→ PASSAGE:
╔══

Metadata-Version: 2.1
Name: jx-bigquery
Version: 3.81.20196
Summary: jx-bigquery - JSON Expressions for BigQuery
Home-page: https://github.com/klahnakoski/jx-bigquery
Author: Kyle Lahnakoski
Author-email: kyle@lahnakoski.com
License: MPL 2.0
Description: # jx-bigquery
        
        JSON Expressions for BigQuery
        
        
        ## Status
        
        June 2020 - Can insert JSON documents into BigQuery while managing the schema.  Queries are not supported yet.
        
        ## Overview
        
        The library is intended to manage multiple BigQuery tables to give the illusion of one table with a dynamically managed schema. 
        
        
        ## Definitions
        
        * `partition` - Big data is split into separate containers based on age. This allows queries on recent data to use less resources, and allows old data to be dropped quickly
        * `cluster` - another name for the sorted order of the data in a partition. Sorting by the most common used lookup will make queries faster
        * `id` - The set of columns that identifies the document 
        
        
        ## Configuration
        
        * `table` - Any name you wish to give to this table series
        * `top_level_fields` - BigQuery demands that control columns are top-level.  Define them here.

╚══

Rows of bounding box annotation data
╔══

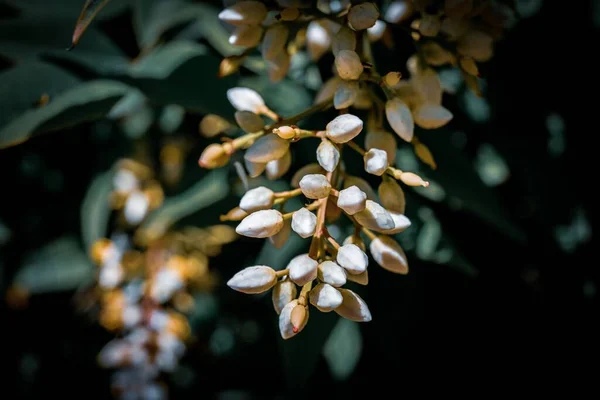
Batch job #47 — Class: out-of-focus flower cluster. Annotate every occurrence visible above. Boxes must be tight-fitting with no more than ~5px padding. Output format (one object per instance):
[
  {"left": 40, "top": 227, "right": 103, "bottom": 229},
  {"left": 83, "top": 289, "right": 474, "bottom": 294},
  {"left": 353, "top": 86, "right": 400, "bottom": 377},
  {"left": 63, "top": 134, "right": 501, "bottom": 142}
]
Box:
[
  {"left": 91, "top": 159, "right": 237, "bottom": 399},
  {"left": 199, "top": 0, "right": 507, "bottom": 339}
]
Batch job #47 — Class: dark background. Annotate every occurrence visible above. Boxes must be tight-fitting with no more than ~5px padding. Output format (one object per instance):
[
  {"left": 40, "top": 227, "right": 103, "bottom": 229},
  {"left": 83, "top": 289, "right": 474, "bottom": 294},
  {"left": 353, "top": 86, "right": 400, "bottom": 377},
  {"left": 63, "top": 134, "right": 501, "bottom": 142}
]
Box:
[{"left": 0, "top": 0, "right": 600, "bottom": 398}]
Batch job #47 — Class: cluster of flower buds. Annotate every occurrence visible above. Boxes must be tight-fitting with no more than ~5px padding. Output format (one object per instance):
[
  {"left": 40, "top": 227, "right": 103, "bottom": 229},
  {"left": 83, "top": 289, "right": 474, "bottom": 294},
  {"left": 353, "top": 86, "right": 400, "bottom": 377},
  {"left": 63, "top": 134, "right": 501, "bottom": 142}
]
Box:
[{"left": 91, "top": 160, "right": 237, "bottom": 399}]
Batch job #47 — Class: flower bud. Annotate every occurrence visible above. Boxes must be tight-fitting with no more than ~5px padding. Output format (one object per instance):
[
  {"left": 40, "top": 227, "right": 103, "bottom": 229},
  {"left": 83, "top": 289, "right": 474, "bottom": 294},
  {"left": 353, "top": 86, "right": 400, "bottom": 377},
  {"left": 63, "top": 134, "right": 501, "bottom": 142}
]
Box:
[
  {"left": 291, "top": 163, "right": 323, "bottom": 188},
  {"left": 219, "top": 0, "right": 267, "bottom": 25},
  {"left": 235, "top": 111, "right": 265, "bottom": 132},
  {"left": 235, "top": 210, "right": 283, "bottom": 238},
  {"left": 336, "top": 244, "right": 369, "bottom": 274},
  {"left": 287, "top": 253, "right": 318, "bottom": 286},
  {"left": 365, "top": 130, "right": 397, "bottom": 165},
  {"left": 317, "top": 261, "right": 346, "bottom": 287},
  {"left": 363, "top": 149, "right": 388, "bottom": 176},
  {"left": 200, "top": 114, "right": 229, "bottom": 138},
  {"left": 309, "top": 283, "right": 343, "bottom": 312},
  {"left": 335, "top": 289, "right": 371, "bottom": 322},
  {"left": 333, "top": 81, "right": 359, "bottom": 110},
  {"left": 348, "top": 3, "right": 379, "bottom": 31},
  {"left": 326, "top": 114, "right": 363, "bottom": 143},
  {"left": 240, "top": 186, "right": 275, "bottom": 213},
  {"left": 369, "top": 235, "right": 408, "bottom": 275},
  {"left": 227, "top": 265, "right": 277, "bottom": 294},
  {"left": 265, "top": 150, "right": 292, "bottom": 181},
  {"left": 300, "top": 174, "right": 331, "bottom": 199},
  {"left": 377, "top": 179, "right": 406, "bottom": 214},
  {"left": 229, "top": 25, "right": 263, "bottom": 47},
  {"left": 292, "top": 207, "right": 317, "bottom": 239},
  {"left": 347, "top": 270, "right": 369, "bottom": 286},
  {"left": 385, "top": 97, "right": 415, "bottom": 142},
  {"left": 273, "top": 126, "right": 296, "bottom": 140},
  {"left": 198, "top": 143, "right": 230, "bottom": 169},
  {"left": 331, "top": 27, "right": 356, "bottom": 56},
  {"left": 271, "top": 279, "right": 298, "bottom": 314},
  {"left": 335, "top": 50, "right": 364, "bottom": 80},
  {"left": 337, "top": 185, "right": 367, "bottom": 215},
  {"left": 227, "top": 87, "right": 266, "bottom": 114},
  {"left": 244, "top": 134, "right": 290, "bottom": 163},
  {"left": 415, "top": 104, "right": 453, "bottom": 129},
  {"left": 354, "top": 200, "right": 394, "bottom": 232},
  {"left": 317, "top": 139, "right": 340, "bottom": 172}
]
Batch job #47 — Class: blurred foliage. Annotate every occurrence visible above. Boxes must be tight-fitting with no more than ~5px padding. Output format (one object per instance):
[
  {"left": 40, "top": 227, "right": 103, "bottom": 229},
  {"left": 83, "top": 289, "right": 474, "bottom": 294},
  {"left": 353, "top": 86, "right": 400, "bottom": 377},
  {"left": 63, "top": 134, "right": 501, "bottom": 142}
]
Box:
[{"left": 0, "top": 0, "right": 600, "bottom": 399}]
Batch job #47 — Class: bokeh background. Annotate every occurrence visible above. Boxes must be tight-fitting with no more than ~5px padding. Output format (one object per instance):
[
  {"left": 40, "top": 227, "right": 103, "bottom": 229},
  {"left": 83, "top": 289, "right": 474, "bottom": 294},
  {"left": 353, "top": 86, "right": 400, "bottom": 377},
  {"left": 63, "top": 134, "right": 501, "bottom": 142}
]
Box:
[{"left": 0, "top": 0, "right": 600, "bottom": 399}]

╚══

→ TASKS AND EXERCISES:
1. Collect every line of the records that contains the string "buds", matching case exactly.
2. Carry on the jx-bigquery package description from the point where it ends.
The records are unrelated to the jx-bigquery package description.

→ ANSWERS TO EACH TASK:
1.
Batch job #47 — Class: cluster of flower buds. Annotate every occurrence visible above. Boxes must be tight-fitting with no more than ~5px padding. Output format (one object per instance):

2.
        * `partition` - 
          * `field` - The dot-delimited field used to partition the tables (must be `time` datatype)
          * `expire` - When BigQuery will automatically drop your data. 
        * `id` - The identification of documents 
          * `field` - the set of columns to uniquely identify this document
          * `version` - column used to determine age of a document; replacing newer with older
        * `cluster` - Columns used to sort the partitions 
        * `schema` - {name: type} dictionary - needed when there is no data; BigQuery demands column definitions
        * `sharded` - *boolean* - set to `true` if you allow this library to track multiple tables. It allows for schema migration (expansion only), and for faster insert from a multitude of machines  
        * `account_info` - The information BigQuery provides to connect 
        
        ### Example
        
        This is a complicated example. See [tests/config.json](https://github.com/klahnakoski/jx-bigquery/blob/dev/tests/config.json) for a minimal example.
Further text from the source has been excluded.